* _INFORMATION SUPPLIED_
++++++++
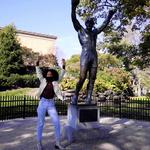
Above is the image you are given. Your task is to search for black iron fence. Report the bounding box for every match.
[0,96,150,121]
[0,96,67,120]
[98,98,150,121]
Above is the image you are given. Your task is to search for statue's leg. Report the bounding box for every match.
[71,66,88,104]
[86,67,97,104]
++++++++
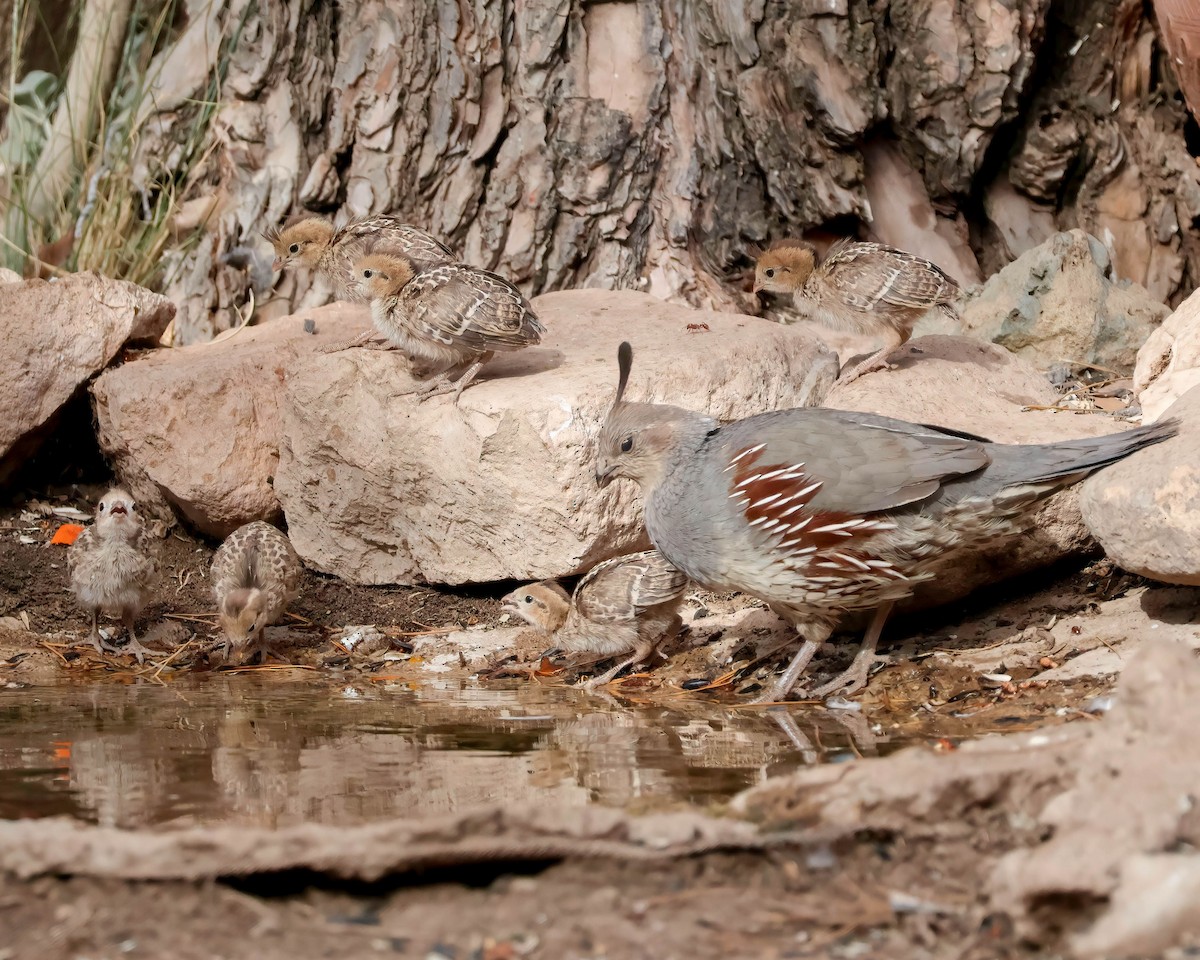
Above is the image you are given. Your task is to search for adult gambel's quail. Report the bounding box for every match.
++++++++
* _EXERCISE PROMPT_
Copy out the data word for word, starting at the line that contains "leg. Report the bounding box for every match." and ending at the line that contains "[86,67,97,104]", with both of those lines included.

* _SOLUTION BELOW_
Above is the image you are given. Your task is to search for statue's leg. Report the bounding box for every match.
[71,66,88,104]
[86,67,97,104]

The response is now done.